## Extract to read
The Grand Princess Diaries - Circa 2002
“Cathy Ladman is the worst comedian we have ever seen.”
Conflict is essential for comedy. For comedy gigs, however, conflict sucks.
From the outset, this cruise job had been a series of misadventures. When my agent had suggested that perhaps I could do cruises to make some money, I wasn’t exactly thrilled. Cruise audiences can be some of the worst audiences out there, and everything’s got to be squeaky clean and not at all remotely controversial to anyone in the room.
However, I had done some cruises in the late ‘80’s, maybe a dozen or so, and I had actually had a good time. I met great people, went to fun locations, and got paid. It had been a great experience.
So, when my agent said that he had a job for me working on a cruise ship, I leaped at the opportunity. Okay, maybe I didn’t leap. Maybe I made an attempt to sit up straight. Anyway, I said yes, and I accepted this as a temporary fix to my financial irregularities.

## Material shown
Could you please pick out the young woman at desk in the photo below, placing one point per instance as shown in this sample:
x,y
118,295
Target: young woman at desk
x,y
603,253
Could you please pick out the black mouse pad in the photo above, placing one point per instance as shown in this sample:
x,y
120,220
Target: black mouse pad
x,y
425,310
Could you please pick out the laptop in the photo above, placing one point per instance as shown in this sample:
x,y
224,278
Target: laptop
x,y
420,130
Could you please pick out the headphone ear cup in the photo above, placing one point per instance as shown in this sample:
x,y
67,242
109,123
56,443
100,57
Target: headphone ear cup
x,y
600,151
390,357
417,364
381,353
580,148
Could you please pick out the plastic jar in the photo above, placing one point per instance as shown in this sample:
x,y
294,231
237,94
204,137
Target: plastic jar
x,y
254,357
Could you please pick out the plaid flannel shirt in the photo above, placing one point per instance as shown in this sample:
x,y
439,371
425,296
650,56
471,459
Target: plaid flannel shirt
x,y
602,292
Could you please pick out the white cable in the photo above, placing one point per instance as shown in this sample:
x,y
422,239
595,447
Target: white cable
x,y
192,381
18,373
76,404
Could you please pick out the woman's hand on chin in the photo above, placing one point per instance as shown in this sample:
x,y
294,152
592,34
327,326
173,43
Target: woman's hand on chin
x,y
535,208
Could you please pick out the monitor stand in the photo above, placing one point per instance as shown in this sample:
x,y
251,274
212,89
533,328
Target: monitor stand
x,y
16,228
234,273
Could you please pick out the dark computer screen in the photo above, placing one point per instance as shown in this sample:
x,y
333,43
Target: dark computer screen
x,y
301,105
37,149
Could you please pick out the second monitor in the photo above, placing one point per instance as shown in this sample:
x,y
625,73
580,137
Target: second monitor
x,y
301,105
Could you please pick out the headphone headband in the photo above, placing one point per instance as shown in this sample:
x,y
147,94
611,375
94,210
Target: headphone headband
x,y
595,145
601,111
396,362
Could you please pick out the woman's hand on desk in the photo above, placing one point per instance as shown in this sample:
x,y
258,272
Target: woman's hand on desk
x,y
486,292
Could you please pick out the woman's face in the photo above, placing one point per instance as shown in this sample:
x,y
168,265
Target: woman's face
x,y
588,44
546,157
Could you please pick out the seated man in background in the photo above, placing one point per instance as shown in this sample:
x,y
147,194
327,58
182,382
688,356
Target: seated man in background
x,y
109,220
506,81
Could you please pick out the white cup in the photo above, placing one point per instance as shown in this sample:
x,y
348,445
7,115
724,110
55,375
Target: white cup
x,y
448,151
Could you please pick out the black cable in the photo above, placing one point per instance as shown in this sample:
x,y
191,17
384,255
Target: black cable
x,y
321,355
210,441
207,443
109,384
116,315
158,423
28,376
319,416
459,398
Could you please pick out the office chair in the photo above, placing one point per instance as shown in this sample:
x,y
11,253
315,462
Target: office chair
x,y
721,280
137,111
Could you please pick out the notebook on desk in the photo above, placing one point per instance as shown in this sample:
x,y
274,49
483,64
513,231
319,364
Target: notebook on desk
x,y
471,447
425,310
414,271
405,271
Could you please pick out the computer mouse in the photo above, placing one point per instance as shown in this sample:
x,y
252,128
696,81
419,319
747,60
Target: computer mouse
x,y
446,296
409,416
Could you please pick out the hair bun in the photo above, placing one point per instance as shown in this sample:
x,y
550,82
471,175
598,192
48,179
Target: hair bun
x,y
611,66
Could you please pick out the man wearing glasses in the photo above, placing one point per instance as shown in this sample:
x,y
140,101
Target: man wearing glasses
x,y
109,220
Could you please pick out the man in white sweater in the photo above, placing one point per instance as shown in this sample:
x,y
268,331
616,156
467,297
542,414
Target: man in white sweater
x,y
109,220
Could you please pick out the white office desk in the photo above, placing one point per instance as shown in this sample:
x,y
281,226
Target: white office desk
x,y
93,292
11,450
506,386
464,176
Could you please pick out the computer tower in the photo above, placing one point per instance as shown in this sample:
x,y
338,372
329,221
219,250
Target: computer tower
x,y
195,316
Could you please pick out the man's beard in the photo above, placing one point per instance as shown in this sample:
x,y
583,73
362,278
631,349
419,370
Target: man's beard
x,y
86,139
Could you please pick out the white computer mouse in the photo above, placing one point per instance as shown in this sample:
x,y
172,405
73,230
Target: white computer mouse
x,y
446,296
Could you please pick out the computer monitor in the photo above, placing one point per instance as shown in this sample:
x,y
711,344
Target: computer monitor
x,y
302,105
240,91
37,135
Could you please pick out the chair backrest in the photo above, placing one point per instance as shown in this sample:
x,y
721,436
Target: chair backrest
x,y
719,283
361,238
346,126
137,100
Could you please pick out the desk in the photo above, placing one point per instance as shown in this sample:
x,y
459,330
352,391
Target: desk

## Goal 1
Copy the cruise diary starting with "The Grand Princess" and going on through "in the room.", substituting "manager" for "agent".
## Goal 2
Count the lines of the listing that contain the string "background", treating case as significant, and reply with the number alone.

## Written reply 1
The Grand Princess Diaries - Circa 2002
“Cathy Ladman is the worst comedian we have ever seen.”
Conflict is essential for comedy. For comedy gigs, however, conflict sucks.
From the outset, this cruise job had been a series of misadventures. When my manager had suggested that perhaps I could do cruises to make some money, I wasn’t exactly thrilled. Cruise audiences can be some of the worst audiences out there, and everything’s got to be squeaky clean and not at all remotely controversial to anyone in the room.

## Written reply 2
2